## Source material:
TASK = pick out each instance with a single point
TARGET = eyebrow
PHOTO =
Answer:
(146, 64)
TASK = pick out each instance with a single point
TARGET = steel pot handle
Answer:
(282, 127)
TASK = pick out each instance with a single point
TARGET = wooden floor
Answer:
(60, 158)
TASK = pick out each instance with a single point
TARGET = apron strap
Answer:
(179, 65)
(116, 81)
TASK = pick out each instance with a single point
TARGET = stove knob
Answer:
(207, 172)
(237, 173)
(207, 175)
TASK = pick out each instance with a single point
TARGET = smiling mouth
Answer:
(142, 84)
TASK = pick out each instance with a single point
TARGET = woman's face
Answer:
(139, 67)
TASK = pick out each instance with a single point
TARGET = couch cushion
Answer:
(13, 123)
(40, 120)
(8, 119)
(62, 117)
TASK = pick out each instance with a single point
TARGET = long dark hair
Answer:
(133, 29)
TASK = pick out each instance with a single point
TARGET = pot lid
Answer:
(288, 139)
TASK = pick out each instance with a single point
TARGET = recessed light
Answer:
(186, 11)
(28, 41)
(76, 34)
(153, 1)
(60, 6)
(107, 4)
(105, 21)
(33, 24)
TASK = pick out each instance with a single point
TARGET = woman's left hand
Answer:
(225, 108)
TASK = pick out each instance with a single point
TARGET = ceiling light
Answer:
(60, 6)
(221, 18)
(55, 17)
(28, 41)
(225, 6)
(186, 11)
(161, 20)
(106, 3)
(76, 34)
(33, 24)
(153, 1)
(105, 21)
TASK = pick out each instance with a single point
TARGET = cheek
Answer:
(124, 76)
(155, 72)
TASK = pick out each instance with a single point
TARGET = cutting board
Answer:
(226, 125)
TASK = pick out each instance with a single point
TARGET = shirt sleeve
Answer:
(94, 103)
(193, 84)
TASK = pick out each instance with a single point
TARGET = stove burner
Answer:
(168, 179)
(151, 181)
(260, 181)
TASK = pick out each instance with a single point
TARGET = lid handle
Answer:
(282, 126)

## What you have to do:
Leaving out all lines before the one containing "TARGET = recessed light", copy that line and the rest through the end of the listing above exactly.

## Exercise solution:
TARGET = recessed light
Answer:
(186, 11)
(28, 41)
(76, 34)
(153, 1)
(60, 6)
(107, 4)
(105, 21)
(33, 24)
TASK = pick out each instance with a single point
TARGET = woman's left hand
Answer:
(225, 108)
TASK = pick out each instance with a single point
TARGET = ceiling light
Answer:
(60, 6)
(221, 18)
(55, 17)
(28, 41)
(225, 6)
(186, 11)
(161, 20)
(106, 3)
(76, 34)
(33, 24)
(153, 1)
(105, 21)
TASK = pick out each instance with a single point
TARGET = cheek
Answer:
(124, 76)
(155, 72)
TASK = pick out each instance with a single point
TARGET = cutting board
Answer:
(226, 125)
TASK = pick out each instance with a single point
TARGET = shirt sleeve
Answer:
(94, 103)
(193, 84)
TASK = pick out each instance with a single point
TARGET = stove burner
Answer:
(168, 179)
(151, 181)
(260, 181)
TASK = pick out each instance with a single point
TARGET = lid handle
Answer:
(282, 126)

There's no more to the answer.